(Beginning of Supplied text)

Does our Emergency Management Office Need a “Team B?”
In the emergency management field, we live and die on lessons learned. I am currently teaching a Managing Emergency Response Course at Ohio Christian University and this past weeks readings focused on Pamela Varley’s work, Keeping an Open Mind in an Emergency. This research focused on the Center for Disease Control’s “Team B” concept.
What is a Team B?
The idea of a Team B is in place to reveal novelty ideas where otherwise a person would stay stuck in the deluge of their day-to-day work, and the insistency of "doing it like we always have.” Varley lays out that the approach the CDC took was to use a “Brainstorming team” or a Team B. The agency brought together a diverse group of experts who were disconnected from the event and able to take a fresh look at the issues. A Team B is not encumbered by anything apart from finding a solution to a seemingly unsolvable problem. This is what makes them so good.
Should we be doing this?

(End of Supplied text)
(Beginning of Records)

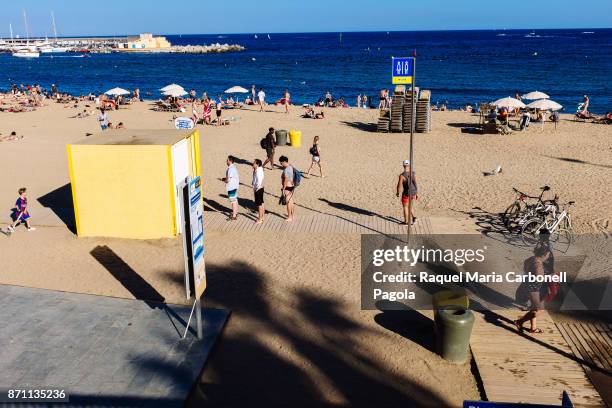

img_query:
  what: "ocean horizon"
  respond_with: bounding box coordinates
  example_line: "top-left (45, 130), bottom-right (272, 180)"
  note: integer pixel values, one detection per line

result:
top-left (0, 28), bottom-right (612, 113)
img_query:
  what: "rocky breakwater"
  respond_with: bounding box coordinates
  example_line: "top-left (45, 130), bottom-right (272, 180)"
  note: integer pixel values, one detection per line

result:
top-left (152, 43), bottom-right (246, 54)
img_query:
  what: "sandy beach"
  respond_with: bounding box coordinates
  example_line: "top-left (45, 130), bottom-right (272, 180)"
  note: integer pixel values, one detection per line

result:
top-left (0, 102), bottom-right (612, 407)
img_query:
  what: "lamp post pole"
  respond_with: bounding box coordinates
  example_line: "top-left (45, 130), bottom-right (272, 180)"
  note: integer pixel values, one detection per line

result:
top-left (408, 57), bottom-right (416, 242)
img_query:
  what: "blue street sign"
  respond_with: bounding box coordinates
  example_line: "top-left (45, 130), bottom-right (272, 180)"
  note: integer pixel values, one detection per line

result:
top-left (391, 57), bottom-right (414, 85)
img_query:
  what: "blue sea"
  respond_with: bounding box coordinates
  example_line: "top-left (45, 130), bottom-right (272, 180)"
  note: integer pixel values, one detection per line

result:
top-left (0, 29), bottom-right (612, 113)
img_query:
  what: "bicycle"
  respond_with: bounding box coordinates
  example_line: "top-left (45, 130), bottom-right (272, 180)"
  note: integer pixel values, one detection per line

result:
top-left (502, 186), bottom-right (558, 232)
top-left (521, 198), bottom-right (575, 248)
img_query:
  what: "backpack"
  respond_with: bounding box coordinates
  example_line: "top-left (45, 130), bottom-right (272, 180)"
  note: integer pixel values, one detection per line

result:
top-left (293, 167), bottom-right (302, 187)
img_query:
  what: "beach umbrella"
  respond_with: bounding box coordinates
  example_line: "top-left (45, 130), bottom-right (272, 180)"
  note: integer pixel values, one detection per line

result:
top-left (527, 99), bottom-right (563, 130)
top-left (527, 99), bottom-right (563, 111)
top-left (104, 88), bottom-right (130, 96)
top-left (163, 89), bottom-right (187, 98)
top-left (521, 91), bottom-right (550, 101)
top-left (225, 86), bottom-right (249, 93)
top-left (160, 84), bottom-right (185, 92)
top-left (491, 96), bottom-right (525, 109)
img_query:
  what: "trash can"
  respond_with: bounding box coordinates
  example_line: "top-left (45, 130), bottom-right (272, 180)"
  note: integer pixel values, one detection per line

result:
top-left (436, 305), bottom-right (474, 364)
top-left (289, 130), bottom-right (302, 147)
top-left (431, 290), bottom-right (470, 321)
top-left (275, 130), bottom-right (287, 146)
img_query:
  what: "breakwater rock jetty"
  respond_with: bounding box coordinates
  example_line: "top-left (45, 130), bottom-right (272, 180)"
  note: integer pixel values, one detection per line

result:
top-left (118, 43), bottom-right (246, 54)
top-left (170, 43), bottom-right (246, 54)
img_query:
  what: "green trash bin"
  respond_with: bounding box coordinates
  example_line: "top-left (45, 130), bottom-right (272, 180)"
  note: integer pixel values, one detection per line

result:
top-left (275, 130), bottom-right (287, 146)
top-left (436, 305), bottom-right (474, 364)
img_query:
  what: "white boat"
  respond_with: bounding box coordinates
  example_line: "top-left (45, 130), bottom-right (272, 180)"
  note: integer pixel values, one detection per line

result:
top-left (13, 50), bottom-right (40, 58)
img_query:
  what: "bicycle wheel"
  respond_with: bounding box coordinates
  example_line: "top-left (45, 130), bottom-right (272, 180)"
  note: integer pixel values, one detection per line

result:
top-left (502, 203), bottom-right (522, 231)
top-left (521, 218), bottom-right (543, 246)
top-left (550, 228), bottom-right (572, 253)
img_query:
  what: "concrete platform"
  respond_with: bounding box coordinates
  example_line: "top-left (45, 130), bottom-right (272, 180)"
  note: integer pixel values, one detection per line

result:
top-left (0, 285), bottom-right (229, 407)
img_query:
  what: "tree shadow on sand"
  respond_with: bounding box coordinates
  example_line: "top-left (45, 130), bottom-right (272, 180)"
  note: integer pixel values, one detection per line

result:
top-left (340, 120), bottom-right (378, 132)
top-left (187, 262), bottom-right (460, 408)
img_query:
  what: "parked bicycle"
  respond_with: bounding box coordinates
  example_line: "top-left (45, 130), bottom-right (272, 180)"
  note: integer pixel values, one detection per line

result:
top-left (521, 197), bottom-right (575, 248)
top-left (502, 186), bottom-right (558, 232)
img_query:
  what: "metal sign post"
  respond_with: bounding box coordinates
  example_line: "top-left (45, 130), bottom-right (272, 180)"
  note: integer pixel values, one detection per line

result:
top-left (181, 176), bottom-right (206, 339)
top-left (391, 57), bottom-right (416, 241)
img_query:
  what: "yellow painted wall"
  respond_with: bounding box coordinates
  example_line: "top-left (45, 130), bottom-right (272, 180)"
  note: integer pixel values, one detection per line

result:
top-left (68, 145), bottom-right (176, 239)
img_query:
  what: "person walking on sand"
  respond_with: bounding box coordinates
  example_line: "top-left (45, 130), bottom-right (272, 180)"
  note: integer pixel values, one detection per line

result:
top-left (223, 155), bottom-right (240, 221)
top-left (514, 244), bottom-right (552, 334)
top-left (396, 160), bottom-right (418, 225)
top-left (263, 128), bottom-right (276, 170)
top-left (280, 156), bottom-right (295, 222)
top-left (283, 89), bottom-right (291, 113)
top-left (98, 106), bottom-right (108, 131)
top-left (253, 159), bottom-right (266, 224)
top-left (8, 187), bottom-right (36, 233)
top-left (307, 136), bottom-right (325, 178)
top-left (215, 95), bottom-right (223, 126)
top-left (257, 88), bottom-right (266, 112)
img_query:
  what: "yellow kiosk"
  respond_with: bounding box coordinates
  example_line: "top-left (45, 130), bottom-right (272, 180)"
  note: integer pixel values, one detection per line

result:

(End of Records)

> [Brief 1] Condense the paragraph of the Team B article that begins "The idea of a Team B is in place" into a short list of its main points.
> [Brief 2] Reproduce the Team B article word for word from "The idea of" to "be doing this?".

> [Exercise solution 1]
- A Team B helps bring out new ideas that daily workload and habit would otherwise keep people from reaching.
- According to Varley, the CDC used a brainstorming team, or Team B.
- The CDC gathered a diverse group of experts who were not connected to the event and could look at the issues afresh.
- A Team B's only concern is finding a solution to a seemingly unsolvable problem, and this is what makes such teams so good.

> [Exercise solution 2]
The idea of a Team B is in place to reveal novelty ideas where otherwise a person would stay stuck in the deluge of their day-to-day work, and the insistency of "doing it like we always have.” Varley lays out that the approach the CDC took was to use a “Brainstorming team” or a Team B. The agency brought together a diverse group of experts who were disconnected from the event and able to take a fresh look at the issues. A Team B is not encumbered by anything apart from finding a solution to a seemingly unsolvable problem. This is what makes them so good.
Should we be doing this?